**PROBLEM STATEMENT**
From the first line to the last, reproduce the data exactly.

**THE RECORDS**

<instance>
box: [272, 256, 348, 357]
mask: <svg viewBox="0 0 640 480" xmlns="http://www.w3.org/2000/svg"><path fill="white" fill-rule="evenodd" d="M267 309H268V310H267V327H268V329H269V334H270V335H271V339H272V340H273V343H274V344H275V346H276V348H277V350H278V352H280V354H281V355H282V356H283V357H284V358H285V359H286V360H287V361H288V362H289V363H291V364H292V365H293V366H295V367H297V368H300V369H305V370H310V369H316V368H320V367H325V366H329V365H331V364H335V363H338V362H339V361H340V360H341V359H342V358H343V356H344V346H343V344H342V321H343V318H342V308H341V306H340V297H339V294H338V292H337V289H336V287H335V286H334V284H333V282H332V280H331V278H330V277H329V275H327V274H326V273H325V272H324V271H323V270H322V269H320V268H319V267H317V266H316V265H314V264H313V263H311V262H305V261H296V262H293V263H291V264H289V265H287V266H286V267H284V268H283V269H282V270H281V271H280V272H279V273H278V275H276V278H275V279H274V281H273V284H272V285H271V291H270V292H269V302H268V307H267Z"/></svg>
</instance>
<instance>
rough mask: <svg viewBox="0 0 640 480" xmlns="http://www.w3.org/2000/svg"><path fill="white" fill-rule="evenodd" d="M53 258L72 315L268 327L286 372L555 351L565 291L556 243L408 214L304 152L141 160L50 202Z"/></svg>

**SOLUTION TO THIS EXERCISE**
<instance>
box: [272, 256, 348, 357]
mask: <svg viewBox="0 0 640 480" xmlns="http://www.w3.org/2000/svg"><path fill="white" fill-rule="evenodd" d="M267 309H268V310H267V327H268V329H269V334H270V335H271V339H272V340H273V343H274V344H275V346H276V348H277V350H278V352H280V354H281V355H282V356H283V357H284V358H285V359H286V360H287V361H288V362H289V363H291V364H292V365H293V366H295V367H297V368H300V369H305V370H310V369H316V368H320V367H325V366H329V365H331V364H335V363H338V362H339V361H340V360H341V359H342V358H343V356H344V346H343V344H342V321H343V318H342V308H341V306H340V297H339V294H338V292H337V289H336V287H335V286H334V284H333V282H332V280H331V278H330V277H329V275H327V274H326V273H325V272H324V271H323V270H322V269H320V268H319V267H317V266H316V265H314V264H313V263H311V262H305V261H296V262H293V263H291V264H289V265H287V266H286V267H284V268H283V269H282V270H281V271H280V272H279V273H278V275H276V278H275V279H274V281H273V284H272V285H271V291H270V292H269V302H268V307H267Z"/></svg>
</instance>
<instance>
rough mask: <svg viewBox="0 0 640 480" xmlns="http://www.w3.org/2000/svg"><path fill="white" fill-rule="evenodd" d="M53 258L72 315L268 327L286 372L555 351L565 291L556 243L408 214L304 152L141 160L50 202Z"/></svg>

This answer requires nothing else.